◆ YOUR OBJECTIVE
Please return exactly the lines from the one containing "For every instance of the window" through the end of the records, including both.

┄┄┄┄┄┄┄┄┄┄

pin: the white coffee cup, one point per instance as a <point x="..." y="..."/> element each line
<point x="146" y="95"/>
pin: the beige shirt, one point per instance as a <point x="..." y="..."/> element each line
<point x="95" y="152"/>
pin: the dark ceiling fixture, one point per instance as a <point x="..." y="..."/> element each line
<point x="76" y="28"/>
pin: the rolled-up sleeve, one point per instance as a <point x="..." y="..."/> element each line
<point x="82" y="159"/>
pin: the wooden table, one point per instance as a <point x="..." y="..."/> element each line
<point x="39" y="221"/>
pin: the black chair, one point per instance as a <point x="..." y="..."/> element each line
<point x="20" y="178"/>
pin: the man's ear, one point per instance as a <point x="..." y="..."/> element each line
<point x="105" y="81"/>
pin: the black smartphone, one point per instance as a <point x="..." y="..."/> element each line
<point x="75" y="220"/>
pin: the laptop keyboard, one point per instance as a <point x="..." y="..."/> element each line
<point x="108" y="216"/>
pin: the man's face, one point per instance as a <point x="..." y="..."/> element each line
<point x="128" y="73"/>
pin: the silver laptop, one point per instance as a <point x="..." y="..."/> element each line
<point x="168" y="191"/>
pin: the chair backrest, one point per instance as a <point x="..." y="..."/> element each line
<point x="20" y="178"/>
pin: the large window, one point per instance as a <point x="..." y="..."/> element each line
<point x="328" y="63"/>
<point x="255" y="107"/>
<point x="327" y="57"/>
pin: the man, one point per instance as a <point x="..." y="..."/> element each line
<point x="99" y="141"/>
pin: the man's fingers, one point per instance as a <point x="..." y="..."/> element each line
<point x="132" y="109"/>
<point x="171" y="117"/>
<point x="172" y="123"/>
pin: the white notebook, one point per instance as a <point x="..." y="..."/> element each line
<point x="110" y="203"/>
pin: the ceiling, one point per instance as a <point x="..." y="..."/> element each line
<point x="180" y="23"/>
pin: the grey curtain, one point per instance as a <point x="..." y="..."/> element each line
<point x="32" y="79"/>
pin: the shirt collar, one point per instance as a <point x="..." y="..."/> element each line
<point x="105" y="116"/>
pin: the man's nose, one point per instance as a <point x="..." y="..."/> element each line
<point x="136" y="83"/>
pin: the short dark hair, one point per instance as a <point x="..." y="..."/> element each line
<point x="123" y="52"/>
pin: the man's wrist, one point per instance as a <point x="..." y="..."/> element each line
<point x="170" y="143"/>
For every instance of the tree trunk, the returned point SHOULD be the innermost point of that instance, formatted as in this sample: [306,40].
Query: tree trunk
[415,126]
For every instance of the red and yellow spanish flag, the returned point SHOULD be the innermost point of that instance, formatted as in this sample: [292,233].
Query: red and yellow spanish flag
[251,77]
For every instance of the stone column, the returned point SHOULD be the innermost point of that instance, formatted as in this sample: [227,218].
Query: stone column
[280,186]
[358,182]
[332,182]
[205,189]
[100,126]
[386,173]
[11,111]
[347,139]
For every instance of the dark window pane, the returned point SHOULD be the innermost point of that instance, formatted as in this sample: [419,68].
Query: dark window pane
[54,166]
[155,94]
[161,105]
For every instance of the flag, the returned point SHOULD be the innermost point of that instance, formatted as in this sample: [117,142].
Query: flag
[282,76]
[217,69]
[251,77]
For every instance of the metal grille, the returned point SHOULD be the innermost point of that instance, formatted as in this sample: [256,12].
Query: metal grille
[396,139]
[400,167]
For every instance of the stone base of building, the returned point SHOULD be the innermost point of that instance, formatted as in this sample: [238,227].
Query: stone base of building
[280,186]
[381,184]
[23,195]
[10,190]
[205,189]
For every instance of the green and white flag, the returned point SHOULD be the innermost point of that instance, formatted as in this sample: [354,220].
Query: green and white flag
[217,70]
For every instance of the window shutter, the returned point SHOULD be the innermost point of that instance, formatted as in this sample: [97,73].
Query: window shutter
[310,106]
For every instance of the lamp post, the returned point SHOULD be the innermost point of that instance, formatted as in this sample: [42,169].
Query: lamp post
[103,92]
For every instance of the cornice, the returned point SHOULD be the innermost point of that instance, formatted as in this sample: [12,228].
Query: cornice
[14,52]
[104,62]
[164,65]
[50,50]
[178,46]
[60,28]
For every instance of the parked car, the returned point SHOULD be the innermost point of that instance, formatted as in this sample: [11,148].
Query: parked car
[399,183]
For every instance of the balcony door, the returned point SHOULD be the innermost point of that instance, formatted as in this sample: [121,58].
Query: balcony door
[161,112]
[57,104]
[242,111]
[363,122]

┄┄┄┄┄┄┄┄┄┄

◆ EXERCISE ANSWER
For every instance of the window shutter, the returned point SHOULD be the innermost point of that instance, formatted as in this sample: [97,73].
Query: window shutter
[310,106]
For every instance of the lamp post, the returned point SHOULD be the innermost point of that instance, formatted as in this sample: [42,169].
Query: lamp post
[103,92]
For every instance of the cornice, the returned point SHOULD be the innermost point of that instance, formatted as in this sample: [12,228].
Query: cornice
[14,52]
[104,62]
[164,65]
[50,50]
[178,46]
[60,28]
For every instance of the parked car, the returned point SHOULD be the innermost point of that instance, formatted as in this sample: [11,148].
Query: parked car
[399,183]
For every instance of the balcony door, the returned point SHOULD be the innermost point of that instance, formatted as in this sample: [121,58].
Query: balcony door
[161,112]
[57,104]
[242,111]
[363,122]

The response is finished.